§ **TASK REQUIREMENTS**:
(1) Retype the section of the Ada Lovelace passage from "Learning how to" up to and including "was Ada Lovelace?".
(2) Using the Ada Lovelace passage, answer these:
(a) What competitions are named as offering new spaces of interaction?
(b) In what city and year was Ada Lovelace born?
(c) What was the mechanical general-purpose computer she worked on called?

§ **PASSAGE PROVIDED**:
Learning how to code with a cyber robot in a STEM online learning environment wasn’t always a possibility. Unique spaces of interaction like the ones we have in the Cyber Robotics Coding Competitions are still new and fresh, and we are constantly trying to improve them.
When we go to the roots of everything to learn more about the first programmer of the world, what’s the first thing that comes to mind? How do you imagine this person? When do you think this person first learned how to program?
We’re here to answer all these questions and to speak a bit more about someone who, literally, changed the world. Allow us to introduce you to Ada Lovelace, the first programmer in the world.
Who was Ada Lovelace?
Ada Lovelace was born in London, in 1815. She was a mathematician who worked on a mechanical general-purpose computer known as the Analytical Engine. Among other bright successes, she recognized that the machine could go way beyond simple and pure calculations, publishing then the first algorithm intended to be carried out by a machine like this one.

Data entries
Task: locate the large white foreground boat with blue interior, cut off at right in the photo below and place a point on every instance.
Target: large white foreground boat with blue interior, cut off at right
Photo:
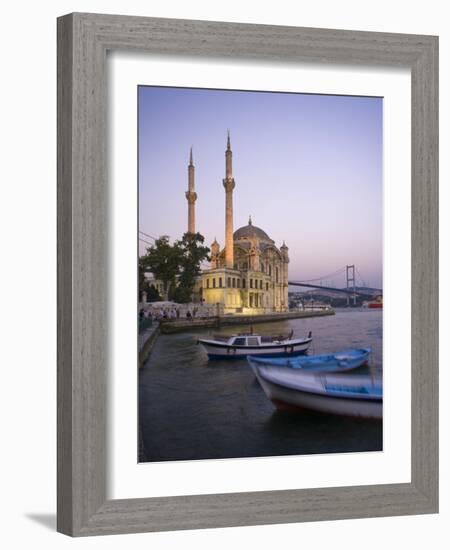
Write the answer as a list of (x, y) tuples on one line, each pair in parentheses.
[(340, 394)]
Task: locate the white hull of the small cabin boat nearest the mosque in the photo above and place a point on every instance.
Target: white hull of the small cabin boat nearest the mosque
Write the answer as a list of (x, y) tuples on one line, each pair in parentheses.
[(225, 351)]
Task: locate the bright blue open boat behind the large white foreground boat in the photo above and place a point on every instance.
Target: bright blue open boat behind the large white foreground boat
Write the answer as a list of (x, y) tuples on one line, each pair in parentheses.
[(332, 362)]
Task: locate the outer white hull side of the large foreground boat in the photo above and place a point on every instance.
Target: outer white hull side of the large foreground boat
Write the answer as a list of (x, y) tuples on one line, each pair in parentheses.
[(284, 397)]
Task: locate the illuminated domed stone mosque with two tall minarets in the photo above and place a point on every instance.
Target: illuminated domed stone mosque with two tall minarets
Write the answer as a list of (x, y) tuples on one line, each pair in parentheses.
[(250, 273)]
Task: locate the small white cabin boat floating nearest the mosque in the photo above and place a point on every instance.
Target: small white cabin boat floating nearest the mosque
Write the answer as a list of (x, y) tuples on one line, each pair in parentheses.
[(240, 346)]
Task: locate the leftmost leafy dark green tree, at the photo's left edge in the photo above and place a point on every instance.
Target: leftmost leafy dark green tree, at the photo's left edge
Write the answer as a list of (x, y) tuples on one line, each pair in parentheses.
[(164, 260)]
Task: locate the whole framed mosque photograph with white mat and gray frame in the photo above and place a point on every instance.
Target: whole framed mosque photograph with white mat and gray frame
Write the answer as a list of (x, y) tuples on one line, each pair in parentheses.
[(246, 333)]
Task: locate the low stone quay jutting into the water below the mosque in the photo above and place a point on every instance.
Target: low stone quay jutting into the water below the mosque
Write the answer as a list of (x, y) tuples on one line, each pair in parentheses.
[(170, 326)]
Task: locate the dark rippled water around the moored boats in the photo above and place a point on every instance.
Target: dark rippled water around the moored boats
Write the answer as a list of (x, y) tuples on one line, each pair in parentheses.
[(192, 408)]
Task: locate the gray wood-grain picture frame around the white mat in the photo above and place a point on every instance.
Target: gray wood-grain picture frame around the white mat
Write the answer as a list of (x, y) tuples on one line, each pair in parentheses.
[(83, 41)]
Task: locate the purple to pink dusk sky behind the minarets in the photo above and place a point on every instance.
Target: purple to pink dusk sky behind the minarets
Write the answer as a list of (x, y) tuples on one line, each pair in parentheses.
[(308, 169)]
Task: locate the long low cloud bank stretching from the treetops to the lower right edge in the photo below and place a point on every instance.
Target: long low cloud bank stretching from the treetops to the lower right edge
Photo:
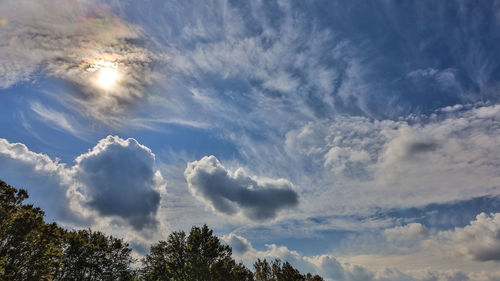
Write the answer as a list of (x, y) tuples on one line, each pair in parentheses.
[(439, 256)]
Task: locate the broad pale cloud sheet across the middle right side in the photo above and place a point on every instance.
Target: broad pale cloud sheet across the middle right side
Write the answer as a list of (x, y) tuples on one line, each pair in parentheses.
[(356, 164)]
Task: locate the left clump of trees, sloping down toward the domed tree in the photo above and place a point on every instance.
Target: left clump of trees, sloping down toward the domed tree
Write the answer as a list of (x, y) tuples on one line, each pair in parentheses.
[(31, 249)]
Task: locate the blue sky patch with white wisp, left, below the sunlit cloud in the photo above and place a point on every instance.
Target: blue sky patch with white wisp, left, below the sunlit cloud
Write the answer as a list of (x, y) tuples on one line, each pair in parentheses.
[(20, 121)]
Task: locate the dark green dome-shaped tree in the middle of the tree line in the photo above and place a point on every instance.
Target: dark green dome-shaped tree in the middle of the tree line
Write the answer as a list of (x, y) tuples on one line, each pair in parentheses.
[(197, 257)]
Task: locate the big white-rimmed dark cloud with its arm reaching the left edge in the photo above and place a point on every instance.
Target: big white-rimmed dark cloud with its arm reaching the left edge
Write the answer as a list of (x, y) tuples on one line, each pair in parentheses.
[(115, 180)]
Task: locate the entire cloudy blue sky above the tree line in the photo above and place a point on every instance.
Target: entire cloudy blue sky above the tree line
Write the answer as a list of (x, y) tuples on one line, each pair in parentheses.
[(356, 139)]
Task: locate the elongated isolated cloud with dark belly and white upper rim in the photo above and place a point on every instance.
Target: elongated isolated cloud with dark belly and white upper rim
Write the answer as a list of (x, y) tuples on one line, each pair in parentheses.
[(233, 192)]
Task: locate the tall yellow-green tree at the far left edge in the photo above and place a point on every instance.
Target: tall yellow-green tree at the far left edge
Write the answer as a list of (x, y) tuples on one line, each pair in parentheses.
[(30, 249)]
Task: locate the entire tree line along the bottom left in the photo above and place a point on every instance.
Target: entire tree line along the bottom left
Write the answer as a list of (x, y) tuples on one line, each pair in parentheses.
[(31, 249)]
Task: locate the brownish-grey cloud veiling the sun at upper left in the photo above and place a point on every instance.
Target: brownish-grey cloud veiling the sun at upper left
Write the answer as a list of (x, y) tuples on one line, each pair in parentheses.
[(81, 42)]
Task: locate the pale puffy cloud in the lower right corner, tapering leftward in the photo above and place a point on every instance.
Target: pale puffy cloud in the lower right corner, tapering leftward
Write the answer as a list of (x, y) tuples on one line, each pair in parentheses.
[(463, 253)]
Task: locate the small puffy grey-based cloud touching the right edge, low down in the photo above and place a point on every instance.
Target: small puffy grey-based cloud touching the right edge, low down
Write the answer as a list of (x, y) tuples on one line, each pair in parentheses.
[(480, 240)]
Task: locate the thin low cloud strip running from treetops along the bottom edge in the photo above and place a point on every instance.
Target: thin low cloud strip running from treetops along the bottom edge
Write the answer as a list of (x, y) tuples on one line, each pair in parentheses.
[(340, 269)]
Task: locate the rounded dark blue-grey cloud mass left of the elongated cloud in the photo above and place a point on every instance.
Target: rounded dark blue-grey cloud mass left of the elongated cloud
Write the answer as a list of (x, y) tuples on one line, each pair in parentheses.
[(119, 180)]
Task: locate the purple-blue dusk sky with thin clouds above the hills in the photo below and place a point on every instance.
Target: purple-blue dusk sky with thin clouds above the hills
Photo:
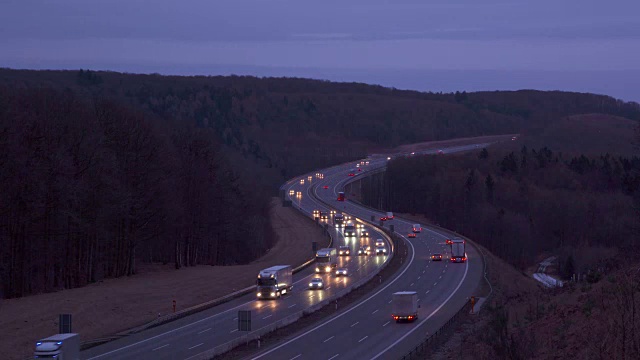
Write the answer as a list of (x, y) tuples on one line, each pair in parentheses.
[(443, 45)]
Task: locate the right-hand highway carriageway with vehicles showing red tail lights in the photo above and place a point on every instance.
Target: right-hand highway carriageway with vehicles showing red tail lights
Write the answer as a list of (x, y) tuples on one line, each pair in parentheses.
[(366, 330)]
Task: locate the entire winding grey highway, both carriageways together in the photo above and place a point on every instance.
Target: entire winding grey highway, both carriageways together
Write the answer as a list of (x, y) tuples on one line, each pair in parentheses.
[(365, 329)]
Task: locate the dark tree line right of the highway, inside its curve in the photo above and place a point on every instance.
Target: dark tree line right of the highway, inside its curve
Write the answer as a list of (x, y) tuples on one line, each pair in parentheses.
[(518, 204)]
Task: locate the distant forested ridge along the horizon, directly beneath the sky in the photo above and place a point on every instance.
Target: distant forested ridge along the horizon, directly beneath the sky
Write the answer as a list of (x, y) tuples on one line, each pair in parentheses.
[(291, 125)]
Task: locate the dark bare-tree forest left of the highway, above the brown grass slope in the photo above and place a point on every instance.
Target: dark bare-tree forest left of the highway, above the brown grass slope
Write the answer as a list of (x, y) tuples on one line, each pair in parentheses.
[(89, 189)]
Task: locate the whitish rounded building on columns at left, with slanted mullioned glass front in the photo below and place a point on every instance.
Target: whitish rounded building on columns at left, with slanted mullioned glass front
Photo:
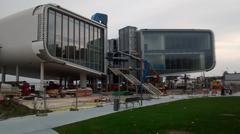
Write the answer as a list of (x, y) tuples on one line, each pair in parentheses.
[(54, 42)]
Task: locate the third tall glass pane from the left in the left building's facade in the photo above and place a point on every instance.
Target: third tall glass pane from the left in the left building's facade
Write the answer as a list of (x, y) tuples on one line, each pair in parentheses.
[(65, 38)]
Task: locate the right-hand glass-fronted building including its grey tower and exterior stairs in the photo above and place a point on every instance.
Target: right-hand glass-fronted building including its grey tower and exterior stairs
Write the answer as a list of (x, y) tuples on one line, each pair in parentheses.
[(140, 57)]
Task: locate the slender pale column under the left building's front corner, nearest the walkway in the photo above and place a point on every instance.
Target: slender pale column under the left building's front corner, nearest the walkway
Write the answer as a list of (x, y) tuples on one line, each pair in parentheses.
[(42, 84)]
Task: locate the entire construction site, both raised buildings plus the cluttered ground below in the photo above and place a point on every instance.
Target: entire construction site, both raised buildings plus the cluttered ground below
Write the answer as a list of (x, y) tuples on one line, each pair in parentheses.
[(79, 67)]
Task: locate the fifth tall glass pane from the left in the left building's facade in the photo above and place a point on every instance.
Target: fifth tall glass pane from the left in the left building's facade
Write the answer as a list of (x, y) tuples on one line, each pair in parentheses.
[(76, 43)]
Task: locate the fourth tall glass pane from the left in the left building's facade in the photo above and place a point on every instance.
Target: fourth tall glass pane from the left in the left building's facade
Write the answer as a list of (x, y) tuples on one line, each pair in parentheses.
[(71, 47)]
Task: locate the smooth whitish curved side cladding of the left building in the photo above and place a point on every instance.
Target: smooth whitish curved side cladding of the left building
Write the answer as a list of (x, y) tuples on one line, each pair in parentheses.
[(16, 35)]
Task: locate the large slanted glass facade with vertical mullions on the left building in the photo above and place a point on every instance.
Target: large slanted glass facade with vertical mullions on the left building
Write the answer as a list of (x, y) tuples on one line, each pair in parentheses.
[(75, 40)]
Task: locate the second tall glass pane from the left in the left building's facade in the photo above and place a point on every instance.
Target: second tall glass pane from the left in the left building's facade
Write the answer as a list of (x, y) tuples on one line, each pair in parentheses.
[(59, 35)]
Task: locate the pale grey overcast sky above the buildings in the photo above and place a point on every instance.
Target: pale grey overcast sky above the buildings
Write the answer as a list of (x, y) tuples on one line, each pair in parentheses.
[(221, 16)]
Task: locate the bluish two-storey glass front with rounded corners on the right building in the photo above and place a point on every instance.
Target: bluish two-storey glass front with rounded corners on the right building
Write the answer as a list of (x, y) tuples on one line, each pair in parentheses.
[(178, 51)]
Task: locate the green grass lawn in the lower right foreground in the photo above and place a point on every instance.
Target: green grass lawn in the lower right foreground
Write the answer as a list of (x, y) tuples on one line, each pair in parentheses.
[(219, 115)]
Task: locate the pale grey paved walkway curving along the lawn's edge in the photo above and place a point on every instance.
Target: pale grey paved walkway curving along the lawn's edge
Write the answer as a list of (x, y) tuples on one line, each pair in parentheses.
[(43, 125)]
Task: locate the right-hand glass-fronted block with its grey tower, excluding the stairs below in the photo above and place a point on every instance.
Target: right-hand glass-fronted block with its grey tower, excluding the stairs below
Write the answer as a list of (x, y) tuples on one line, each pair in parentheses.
[(168, 51)]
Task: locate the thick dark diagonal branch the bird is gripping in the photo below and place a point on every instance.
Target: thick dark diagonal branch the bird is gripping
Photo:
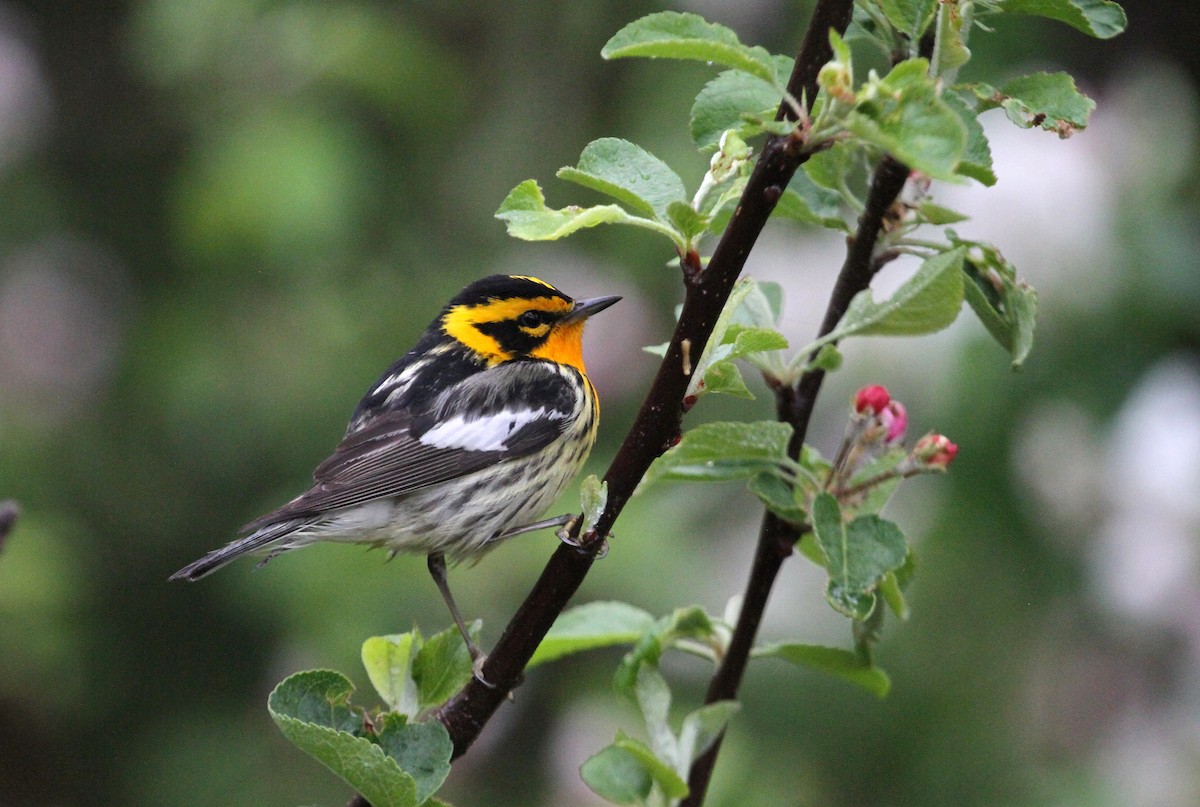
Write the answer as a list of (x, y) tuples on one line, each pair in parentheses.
[(658, 422)]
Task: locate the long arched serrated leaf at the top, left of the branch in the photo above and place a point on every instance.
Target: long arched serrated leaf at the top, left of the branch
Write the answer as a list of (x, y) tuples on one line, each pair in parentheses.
[(673, 35)]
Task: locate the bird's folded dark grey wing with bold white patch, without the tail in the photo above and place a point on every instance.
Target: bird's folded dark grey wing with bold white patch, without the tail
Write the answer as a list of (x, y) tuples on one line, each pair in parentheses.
[(502, 414)]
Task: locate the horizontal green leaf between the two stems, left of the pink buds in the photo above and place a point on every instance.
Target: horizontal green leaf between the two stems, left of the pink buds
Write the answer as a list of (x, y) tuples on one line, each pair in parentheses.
[(719, 452)]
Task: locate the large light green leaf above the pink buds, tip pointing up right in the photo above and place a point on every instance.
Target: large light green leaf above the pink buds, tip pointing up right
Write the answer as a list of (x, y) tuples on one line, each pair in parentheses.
[(926, 303)]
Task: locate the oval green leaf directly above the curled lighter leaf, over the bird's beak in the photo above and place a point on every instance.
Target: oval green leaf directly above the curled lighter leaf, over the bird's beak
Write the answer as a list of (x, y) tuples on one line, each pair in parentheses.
[(628, 174)]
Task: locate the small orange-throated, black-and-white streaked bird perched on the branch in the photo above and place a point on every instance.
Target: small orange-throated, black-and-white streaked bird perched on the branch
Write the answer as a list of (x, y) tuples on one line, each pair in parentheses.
[(461, 444)]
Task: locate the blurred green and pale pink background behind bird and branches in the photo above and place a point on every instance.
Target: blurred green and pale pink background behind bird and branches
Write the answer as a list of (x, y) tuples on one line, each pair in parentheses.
[(221, 219)]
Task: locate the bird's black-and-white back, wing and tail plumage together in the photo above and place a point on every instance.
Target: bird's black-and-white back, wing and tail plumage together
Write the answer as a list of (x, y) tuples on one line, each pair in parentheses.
[(415, 431)]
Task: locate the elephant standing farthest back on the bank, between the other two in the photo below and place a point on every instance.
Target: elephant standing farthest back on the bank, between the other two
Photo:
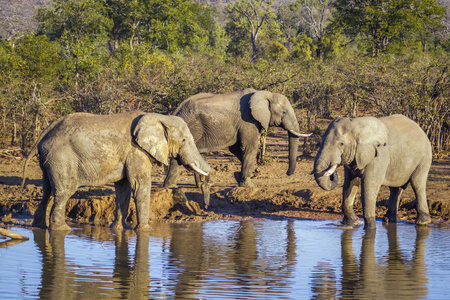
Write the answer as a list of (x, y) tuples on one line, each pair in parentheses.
[(235, 121)]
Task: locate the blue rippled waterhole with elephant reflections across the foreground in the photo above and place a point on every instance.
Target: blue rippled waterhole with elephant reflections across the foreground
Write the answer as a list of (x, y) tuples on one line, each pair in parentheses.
[(230, 260)]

§ **TASK RESPONSES**:
(1)
Learning how to code with a cyber robot in a STEM online learning environment wasn’t always a possibility. Unique spaces of interaction like the ones we have in the Cyber Robotics Coding Competitions are still new and fresh, and we are constantly trying to improve them.
When we go to the roots of everything to learn more about the first programmer of the world, what’s the first thing that comes to mind? How do you imagine this person? When do you think this person first learned how to program?
We’re here to answer all these questions and to speak a bit more about someone who, literally, changed the world. Allow us to introduce you to Ada Lovelace, the first programmer in the world.
Who was Ada Lovelace?

(2)
(a) The Cyber Robotics Coding Competitions
(b) London, 1815
(c) The Analytical Engine